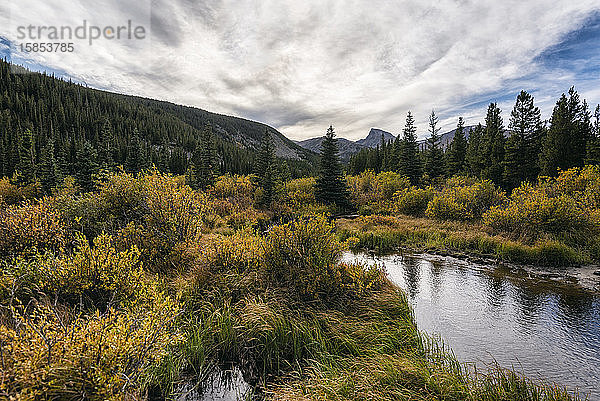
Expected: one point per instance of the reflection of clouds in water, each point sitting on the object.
(412, 274)
(485, 314)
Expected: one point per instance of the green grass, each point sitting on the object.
(425, 234)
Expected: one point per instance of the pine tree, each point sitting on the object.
(493, 145)
(523, 147)
(474, 158)
(565, 144)
(50, 175)
(267, 170)
(26, 168)
(331, 188)
(395, 154)
(434, 155)
(105, 146)
(457, 151)
(593, 149)
(86, 166)
(206, 160)
(410, 162)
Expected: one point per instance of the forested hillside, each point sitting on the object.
(50, 124)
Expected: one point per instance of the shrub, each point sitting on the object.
(300, 193)
(33, 226)
(302, 256)
(96, 357)
(413, 201)
(370, 189)
(532, 211)
(94, 275)
(460, 200)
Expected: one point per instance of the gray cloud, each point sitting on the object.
(304, 65)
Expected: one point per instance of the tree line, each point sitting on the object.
(522, 151)
(51, 128)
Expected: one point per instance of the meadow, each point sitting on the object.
(124, 292)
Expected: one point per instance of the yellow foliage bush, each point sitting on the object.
(46, 355)
(370, 189)
(413, 201)
(31, 227)
(303, 257)
(461, 199)
(563, 206)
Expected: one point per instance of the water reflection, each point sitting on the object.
(412, 274)
(541, 327)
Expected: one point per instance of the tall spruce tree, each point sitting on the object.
(493, 145)
(457, 150)
(50, 175)
(86, 165)
(331, 188)
(267, 170)
(565, 144)
(410, 161)
(522, 148)
(474, 156)
(593, 149)
(206, 159)
(26, 168)
(434, 155)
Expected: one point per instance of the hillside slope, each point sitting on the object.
(71, 117)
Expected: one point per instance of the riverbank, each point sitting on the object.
(460, 239)
(125, 292)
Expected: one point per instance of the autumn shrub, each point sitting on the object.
(300, 192)
(94, 275)
(413, 201)
(31, 227)
(46, 354)
(462, 200)
(237, 189)
(532, 211)
(303, 257)
(11, 194)
(240, 251)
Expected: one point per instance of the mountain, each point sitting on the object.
(346, 147)
(80, 121)
(374, 138)
(446, 138)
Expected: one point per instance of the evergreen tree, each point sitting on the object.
(206, 159)
(493, 145)
(593, 149)
(86, 166)
(267, 170)
(50, 175)
(410, 162)
(434, 155)
(26, 168)
(474, 157)
(105, 147)
(395, 154)
(523, 147)
(331, 188)
(565, 144)
(457, 151)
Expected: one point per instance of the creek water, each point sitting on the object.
(543, 328)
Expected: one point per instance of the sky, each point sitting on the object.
(301, 66)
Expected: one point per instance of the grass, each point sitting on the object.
(386, 234)
(277, 305)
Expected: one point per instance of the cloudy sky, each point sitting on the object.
(303, 65)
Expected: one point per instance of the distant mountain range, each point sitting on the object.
(348, 148)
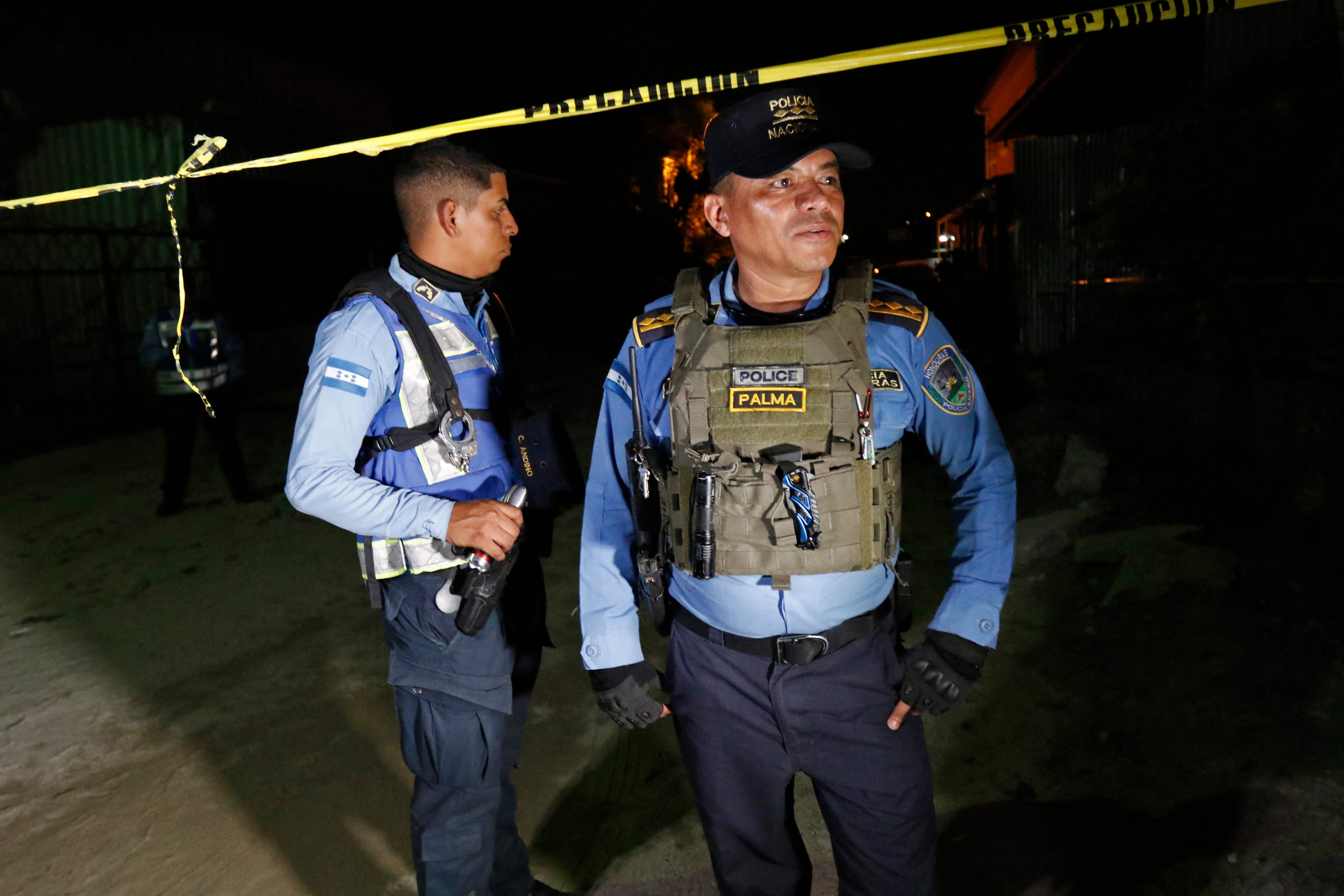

____________

- **Short task**
Reproduce the lines above word for word, from the line holding "Expected: one point per instance of the grass, each" through the last line, inclusive, and leave the pictures out of your answer.

- **Written response**
Expected: one point per instance of the grass, each point sitting on the object.
(386, 234)
(277, 305)
Expected: one point per instance of the cloudy sky, each point sitting on the object.
(303, 65)
Expected: one point per instance of the distant mountain range, each point sitting on the object.
(348, 148)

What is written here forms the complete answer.